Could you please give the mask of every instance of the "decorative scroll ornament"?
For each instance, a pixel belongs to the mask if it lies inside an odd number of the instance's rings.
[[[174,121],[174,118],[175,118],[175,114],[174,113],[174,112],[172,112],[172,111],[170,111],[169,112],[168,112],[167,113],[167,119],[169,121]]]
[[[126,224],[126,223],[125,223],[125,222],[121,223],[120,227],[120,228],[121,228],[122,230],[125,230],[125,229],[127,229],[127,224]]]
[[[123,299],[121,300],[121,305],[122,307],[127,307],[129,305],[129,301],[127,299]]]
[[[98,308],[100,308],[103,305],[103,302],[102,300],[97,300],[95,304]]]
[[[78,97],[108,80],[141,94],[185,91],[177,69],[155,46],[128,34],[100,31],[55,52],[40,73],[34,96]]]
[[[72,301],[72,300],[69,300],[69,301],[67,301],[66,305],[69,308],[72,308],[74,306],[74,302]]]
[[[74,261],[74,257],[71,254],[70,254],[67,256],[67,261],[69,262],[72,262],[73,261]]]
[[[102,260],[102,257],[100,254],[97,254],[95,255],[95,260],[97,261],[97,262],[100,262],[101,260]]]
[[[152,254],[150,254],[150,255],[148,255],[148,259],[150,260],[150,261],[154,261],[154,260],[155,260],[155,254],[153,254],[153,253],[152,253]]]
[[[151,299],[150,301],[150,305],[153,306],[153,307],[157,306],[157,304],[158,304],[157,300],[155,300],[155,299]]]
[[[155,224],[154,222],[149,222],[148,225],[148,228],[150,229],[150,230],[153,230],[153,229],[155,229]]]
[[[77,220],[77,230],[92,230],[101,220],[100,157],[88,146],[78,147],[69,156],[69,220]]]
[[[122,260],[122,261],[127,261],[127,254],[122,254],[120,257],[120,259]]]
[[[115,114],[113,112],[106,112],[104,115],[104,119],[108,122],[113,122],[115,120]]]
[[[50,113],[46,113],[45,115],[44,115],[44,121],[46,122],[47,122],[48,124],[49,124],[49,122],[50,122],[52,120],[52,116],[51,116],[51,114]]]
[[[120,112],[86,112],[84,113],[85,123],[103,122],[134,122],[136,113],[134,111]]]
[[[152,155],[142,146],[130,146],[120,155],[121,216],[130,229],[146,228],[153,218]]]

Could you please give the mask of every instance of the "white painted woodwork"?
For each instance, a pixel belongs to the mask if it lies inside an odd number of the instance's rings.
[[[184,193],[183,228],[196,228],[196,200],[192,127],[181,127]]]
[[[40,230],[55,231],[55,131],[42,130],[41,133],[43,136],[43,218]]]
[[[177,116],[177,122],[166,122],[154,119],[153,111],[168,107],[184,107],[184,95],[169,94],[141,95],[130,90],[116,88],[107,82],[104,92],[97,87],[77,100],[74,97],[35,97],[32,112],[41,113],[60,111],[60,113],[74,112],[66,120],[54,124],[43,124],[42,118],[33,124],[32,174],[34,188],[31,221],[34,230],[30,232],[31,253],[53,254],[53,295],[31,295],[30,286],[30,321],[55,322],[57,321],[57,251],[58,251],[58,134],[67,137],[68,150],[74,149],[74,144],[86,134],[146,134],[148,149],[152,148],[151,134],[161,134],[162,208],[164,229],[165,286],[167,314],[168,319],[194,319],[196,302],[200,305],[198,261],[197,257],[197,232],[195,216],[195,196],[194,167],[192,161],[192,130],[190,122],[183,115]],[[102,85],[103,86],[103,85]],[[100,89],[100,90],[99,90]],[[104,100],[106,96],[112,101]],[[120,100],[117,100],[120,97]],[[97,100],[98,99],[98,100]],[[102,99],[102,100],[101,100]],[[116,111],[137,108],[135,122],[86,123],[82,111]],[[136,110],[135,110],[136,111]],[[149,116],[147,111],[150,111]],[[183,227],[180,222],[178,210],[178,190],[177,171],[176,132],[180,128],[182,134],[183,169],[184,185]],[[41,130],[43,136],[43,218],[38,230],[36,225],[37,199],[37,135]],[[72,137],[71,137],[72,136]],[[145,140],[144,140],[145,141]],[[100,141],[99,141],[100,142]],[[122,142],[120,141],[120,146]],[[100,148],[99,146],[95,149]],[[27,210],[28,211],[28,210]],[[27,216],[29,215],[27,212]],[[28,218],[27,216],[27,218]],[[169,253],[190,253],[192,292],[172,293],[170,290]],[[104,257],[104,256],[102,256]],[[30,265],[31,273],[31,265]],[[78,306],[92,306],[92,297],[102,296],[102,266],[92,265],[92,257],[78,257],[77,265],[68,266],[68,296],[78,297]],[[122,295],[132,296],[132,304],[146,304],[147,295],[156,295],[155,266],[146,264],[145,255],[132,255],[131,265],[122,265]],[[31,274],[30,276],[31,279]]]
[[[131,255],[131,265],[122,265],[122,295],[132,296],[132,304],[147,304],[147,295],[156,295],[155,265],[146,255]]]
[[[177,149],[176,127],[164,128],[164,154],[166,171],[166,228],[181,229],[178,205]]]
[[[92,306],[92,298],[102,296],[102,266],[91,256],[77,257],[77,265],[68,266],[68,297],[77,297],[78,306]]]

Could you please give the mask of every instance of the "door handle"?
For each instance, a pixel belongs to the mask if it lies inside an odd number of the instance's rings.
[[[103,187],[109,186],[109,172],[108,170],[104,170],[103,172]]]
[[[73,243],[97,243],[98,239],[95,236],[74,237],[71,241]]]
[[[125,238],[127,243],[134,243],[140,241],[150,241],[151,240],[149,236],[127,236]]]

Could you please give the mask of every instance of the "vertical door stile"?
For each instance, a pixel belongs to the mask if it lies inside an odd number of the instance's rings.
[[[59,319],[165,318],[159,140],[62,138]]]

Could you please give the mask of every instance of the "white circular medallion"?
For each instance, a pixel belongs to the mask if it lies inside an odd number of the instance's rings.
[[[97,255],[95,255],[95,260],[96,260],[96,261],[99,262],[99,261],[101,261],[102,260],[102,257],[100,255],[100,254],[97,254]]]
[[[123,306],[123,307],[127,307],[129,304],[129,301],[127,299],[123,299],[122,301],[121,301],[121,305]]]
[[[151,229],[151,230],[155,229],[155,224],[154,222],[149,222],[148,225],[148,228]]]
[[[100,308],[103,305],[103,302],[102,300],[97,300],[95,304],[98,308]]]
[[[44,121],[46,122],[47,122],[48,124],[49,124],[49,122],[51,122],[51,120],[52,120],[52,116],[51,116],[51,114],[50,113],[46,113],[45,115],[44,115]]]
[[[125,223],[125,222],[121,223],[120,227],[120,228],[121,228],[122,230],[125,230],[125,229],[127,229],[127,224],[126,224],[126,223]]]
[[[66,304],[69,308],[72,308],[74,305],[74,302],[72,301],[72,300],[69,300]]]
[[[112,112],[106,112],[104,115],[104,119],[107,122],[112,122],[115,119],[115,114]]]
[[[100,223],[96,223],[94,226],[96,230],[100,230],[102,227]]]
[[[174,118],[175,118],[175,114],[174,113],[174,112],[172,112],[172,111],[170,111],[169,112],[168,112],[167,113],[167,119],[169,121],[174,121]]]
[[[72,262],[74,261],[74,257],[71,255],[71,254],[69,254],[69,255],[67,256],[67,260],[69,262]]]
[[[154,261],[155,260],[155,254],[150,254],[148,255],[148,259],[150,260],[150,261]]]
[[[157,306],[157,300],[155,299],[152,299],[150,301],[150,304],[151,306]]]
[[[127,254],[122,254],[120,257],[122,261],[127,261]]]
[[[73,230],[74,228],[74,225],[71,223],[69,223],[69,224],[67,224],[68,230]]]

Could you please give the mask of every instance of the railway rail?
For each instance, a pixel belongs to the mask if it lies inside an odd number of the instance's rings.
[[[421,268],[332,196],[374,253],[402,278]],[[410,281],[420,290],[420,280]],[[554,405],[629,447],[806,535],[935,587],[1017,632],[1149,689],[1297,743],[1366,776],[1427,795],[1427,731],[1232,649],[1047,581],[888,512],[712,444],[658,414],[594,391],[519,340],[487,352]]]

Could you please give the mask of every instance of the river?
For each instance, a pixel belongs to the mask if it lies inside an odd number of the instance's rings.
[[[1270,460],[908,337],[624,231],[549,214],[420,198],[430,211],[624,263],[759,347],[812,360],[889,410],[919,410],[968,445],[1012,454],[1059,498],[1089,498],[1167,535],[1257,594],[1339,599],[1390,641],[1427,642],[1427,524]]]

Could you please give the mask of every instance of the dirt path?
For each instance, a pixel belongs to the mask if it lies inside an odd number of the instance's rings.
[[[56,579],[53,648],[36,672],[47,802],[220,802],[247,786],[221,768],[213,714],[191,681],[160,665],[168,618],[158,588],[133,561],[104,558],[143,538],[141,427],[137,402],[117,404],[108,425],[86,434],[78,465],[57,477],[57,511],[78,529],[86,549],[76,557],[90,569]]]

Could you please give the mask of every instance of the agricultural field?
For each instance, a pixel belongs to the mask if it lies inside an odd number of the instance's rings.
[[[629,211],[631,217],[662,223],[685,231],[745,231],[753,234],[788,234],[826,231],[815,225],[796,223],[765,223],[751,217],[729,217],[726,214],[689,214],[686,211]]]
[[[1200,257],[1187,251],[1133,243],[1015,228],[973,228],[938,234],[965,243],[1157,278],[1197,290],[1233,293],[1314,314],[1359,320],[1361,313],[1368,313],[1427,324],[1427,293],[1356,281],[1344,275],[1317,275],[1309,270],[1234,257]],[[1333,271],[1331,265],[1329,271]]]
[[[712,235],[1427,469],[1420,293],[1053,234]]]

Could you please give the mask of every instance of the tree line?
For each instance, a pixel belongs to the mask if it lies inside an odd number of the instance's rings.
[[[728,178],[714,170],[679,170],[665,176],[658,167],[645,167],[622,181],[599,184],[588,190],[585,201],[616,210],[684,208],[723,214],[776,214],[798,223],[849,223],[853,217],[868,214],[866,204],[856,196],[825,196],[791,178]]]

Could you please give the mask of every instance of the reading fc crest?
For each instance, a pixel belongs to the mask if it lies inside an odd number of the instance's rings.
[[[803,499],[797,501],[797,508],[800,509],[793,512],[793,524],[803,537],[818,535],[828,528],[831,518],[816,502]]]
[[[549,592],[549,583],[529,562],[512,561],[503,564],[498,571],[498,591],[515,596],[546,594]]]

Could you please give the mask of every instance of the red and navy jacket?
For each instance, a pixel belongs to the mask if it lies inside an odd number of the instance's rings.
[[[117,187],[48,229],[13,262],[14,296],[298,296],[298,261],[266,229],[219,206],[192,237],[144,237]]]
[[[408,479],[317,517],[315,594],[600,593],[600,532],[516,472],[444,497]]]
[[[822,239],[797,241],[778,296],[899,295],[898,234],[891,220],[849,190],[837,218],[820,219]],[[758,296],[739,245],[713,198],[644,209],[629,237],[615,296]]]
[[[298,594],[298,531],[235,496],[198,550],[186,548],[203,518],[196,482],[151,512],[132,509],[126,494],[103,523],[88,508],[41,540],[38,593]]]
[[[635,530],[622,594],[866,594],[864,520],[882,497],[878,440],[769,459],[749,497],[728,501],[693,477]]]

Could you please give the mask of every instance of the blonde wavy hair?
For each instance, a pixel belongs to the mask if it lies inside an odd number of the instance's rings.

Your instructions: Starting with the line that contains "blonde wavy hair?" and continuing through the last line of the items, render those lines as a JSON list of strings with one string per line and blank lines omitted.

Solution:
[
  "Could you please give the mask of every instance of the blonde wavy hair?",
  "For each instance, a pixel belongs to the mask if it lies inside an odd number of the instance's rings."
]